### What to work on:
1 > Answer these questions using the article on the hyperdrive concept.
(a) Which award did the hyperdrive concept win last year?
(b) What is Walter Dröscher described as?
(c) How many dimensions did Burkhard Heim's theoretical universe have?
2 > Write what comes next in the article on the hyperdrive concept, picking up after its final sentence.

### Study text:
Posted on 02/01/2006 7:35:54 PM PST by ckilmer
Edited on 02/01/2006 7:38:00 PM PST by Admin Moderator. [history]
Scientists moot gravity-busting hyperdrive Mars in three hours - theoretically By Lester Haines Published Friday 6th January 2006 15:03 GMT Get breaking Reg news straight to your desktop - click here to find out how
The US military is considering testing the principle behind a type of space drive which holds the promise of reaching Mars in just three hours. The problem is, as New Scientist explains, it's entirely theoretical and many physicists admit they don't understand the science behind it.
Nonetheless, the so-called "hyperdrive" concept won last year's American Institute of Aeronautics & Astronautics award for the best nuclear and future flight paper. Among its defenders is aerospace engineer Pavlos Mikellides, from the Arizona State University in Tempe. Mikellides, who reviewed the winning paper, said: "Even though such features have been explored before, this particular approach is quite unique."
The basic concept is this: according to the paper's authors - Jochem Häuser, a physicist and professor of computer science at the University of Applied Sciences in Salzgitter and Walter Dröscher, a retired Austrian patent officer - if you put a huge rotating ring above a superconducting coil and pump enough current through the coil, the resulting large magnetic field will "reduce the gravitational pull on the ring to the point where it floats free".
The origins of this "repulsive anti-gravity force" and the hyperdrive it might power lie in the work of German scientist Burkhard Heim, who - as part of his attempts to reconcile quantum mechanics and Einstein's general theory of relativity - formulated a theoretical six-dimensioned universe by bolting on two new sub-dimensions to Einstein's generally-accepted four (three space, one time).

### Data excerpt:
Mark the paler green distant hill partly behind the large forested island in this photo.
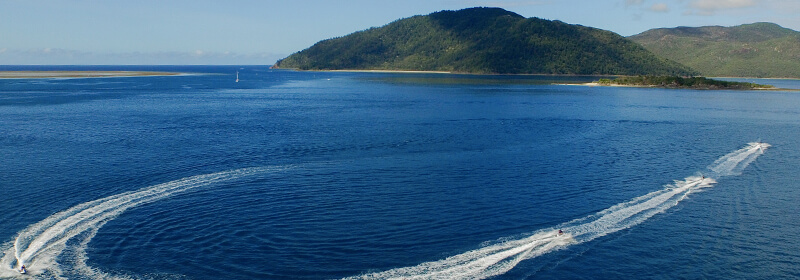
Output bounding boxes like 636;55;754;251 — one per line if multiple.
630;23;800;78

### Expected outputs:
1 >
(a) The American Institute of Aeronautics & Astronautics award for the best nuclear and future flight paper.
(b) A retired Austrian patent officer.
(c) Six.

2 >
As New Scientist explains, Heim's two extra dimensions allowed him to couple together gravity and electromagnetism, and permits conversion of electromagnetic energy into gravitational and vice-versa - something not possible according to Einstein's four dimensions, because "you cannot change the strength of gravity simply by cranking up the electromagnetic field".
Heim, then, proposed that "a rotating magnetic field could reduce the influence of gravity on a spacecraft enough for it to take off" - an idea which caught the eye of Wernher von Braun when it was first proposed in 1959 and the rocket scientist was working on the US's Saturn launch vehicle.
After the initial excitement died down, however, Heim moved on to other projects and his hyperdrive theory slowly gathered dust until the arrival of Walter Dröscher in 1980. Dröscher expanded on Heim's work, in the process reactivating two further dimensions the latter had originally discarded. Thus "Heim-Dröscher space" was born - an eight-dimensional concept of which Dröscher says: "If Heim's picture is to make sense, we are forced to postulate two more fundamental forces."
The said extra forces are: "A repulsive anti-gravity similar to the dark energy that appears to be causing the universe's expansion to accelerate"; and a second resulting from the "interaction of Heim's fifth and sixth dimensions and the extra dimensions that Dröscher introduced". Crucially, it "produces pairs of 'gravitophotons' - particles that mediate the interconversion of electromagnetic and gravitational energy".
The groundwork done, Dröscher then teamed up with Häuser to produce the award-winning "Guidelines For a Space Propulsion Device Based on Heim's Quantum Theory."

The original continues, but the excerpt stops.